**RECORDS PROVIDED**
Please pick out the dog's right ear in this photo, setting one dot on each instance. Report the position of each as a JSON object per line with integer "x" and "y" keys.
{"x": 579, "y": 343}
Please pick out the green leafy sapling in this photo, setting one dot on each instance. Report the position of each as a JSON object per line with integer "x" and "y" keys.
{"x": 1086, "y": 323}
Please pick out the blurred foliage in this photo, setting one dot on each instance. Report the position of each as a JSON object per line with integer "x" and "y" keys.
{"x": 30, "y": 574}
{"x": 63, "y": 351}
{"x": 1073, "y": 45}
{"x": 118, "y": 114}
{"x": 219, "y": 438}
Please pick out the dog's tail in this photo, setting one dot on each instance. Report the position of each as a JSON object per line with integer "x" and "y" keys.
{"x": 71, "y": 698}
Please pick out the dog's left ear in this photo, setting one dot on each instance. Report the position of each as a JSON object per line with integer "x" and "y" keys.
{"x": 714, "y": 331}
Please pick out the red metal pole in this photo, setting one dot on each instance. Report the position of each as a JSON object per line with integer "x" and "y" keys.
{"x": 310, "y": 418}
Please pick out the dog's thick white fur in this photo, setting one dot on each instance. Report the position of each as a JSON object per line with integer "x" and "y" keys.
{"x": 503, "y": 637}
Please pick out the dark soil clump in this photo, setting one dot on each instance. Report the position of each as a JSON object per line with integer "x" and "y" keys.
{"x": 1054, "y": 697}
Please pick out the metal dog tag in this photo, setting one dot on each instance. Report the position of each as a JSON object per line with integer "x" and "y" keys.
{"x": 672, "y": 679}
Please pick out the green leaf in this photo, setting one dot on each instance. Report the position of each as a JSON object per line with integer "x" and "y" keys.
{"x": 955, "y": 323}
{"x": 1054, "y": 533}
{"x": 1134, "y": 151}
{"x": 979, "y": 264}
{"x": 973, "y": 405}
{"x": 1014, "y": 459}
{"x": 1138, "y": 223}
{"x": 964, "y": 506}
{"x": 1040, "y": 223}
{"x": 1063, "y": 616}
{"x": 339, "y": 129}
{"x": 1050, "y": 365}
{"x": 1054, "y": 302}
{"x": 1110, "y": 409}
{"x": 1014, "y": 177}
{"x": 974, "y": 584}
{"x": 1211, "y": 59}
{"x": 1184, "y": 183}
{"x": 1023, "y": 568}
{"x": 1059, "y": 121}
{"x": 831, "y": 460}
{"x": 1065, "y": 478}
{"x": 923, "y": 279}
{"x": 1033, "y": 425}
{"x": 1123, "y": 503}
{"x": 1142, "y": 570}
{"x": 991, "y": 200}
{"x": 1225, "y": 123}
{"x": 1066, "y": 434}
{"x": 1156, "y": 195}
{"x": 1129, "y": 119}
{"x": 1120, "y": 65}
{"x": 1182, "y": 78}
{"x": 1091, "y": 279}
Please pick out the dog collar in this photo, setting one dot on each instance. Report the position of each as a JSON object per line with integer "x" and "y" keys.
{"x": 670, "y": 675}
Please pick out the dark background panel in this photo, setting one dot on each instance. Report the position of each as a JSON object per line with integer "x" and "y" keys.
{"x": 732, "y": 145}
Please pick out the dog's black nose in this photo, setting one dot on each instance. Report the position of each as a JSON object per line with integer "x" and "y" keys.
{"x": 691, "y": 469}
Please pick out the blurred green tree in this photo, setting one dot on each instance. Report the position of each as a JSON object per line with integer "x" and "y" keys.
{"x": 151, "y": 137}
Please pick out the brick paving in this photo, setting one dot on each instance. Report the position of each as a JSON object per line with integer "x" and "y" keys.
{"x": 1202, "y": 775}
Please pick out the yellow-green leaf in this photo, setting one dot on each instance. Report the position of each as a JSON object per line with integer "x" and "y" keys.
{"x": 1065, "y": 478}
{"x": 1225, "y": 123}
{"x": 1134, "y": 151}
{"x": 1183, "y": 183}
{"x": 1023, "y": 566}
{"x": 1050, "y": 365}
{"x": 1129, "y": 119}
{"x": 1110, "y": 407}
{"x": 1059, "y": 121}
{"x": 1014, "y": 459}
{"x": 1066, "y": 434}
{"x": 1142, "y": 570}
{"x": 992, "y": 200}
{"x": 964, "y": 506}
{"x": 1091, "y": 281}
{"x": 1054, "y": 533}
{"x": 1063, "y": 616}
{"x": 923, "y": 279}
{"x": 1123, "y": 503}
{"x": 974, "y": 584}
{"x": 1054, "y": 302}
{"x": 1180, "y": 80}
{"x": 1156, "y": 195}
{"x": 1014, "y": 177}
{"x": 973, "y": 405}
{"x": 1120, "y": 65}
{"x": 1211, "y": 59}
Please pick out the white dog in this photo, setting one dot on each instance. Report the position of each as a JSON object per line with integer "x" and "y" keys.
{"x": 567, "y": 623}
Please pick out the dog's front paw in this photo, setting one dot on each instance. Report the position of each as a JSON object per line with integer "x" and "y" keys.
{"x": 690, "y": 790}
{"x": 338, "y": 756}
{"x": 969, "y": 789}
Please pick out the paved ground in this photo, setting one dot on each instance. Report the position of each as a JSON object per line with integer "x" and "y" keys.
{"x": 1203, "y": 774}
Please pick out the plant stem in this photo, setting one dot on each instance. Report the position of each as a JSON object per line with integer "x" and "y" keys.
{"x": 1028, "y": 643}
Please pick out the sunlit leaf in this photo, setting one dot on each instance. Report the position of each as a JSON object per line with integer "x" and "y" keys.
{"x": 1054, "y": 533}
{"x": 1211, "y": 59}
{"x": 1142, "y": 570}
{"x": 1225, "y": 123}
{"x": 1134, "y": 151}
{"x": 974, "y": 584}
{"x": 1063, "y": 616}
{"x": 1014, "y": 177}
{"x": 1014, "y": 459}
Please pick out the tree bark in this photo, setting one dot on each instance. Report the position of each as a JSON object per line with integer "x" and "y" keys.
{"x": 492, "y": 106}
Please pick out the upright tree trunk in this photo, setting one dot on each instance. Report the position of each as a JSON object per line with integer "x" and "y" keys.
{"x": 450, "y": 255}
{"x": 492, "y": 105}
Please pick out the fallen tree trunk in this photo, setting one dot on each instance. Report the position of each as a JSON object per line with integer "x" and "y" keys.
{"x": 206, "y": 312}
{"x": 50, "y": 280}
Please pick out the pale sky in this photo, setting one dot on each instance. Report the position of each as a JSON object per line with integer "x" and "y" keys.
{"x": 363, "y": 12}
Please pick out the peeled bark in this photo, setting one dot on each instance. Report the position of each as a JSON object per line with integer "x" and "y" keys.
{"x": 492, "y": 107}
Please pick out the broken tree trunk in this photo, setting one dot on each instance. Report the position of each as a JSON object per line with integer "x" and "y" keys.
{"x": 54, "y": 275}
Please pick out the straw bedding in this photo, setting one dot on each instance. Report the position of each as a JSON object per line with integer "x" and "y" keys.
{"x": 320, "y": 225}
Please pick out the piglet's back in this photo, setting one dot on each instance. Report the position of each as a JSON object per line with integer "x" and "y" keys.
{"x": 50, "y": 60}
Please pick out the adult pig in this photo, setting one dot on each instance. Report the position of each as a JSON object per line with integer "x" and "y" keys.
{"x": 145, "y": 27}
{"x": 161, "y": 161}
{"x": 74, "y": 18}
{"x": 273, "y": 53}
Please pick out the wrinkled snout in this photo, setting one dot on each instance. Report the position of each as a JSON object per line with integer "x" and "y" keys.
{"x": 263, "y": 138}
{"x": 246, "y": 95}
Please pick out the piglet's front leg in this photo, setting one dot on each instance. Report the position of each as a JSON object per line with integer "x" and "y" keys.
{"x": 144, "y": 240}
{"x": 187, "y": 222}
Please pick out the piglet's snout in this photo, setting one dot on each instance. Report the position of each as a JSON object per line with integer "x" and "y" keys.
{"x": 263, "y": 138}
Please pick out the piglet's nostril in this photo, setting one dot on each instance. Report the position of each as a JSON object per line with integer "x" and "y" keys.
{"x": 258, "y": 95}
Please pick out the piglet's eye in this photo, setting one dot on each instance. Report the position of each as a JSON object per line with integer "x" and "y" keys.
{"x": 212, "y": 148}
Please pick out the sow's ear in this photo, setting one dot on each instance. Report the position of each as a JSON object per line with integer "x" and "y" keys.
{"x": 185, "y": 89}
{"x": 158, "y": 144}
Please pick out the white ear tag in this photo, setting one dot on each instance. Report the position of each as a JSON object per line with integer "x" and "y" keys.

**TASK DETAILS**
Restate word for word the lines from the one holding "Please pick out the piglet's nostril" to the end of the listing, both ends included, and nothing more.

**WRITTEN ANSWER**
Please pick out the piglet's nostril in this photo, setting one dot on each instance. Report the position of each as a JSON object per line with integer "x" and "y" keys.
{"x": 258, "y": 95}
Please pick out the piglet's eye in this photo, setting one dot on each instance. Report the position of each as a JSON object per line with integer "x" and "y" keys.
{"x": 212, "y": 148}
Please pick out the sow's ear in this photo, setting one dot on each instance. Report the position of each as a JSON object per line with integer "x" and "y" keys.
{"x": 185, "y": 89}
{"x": 158, "y": 144}
Please pick out the white ear tag in this photo, setting one dot on each instance. Report the position of each as a JSON object per line with integer "x" and "y" keys.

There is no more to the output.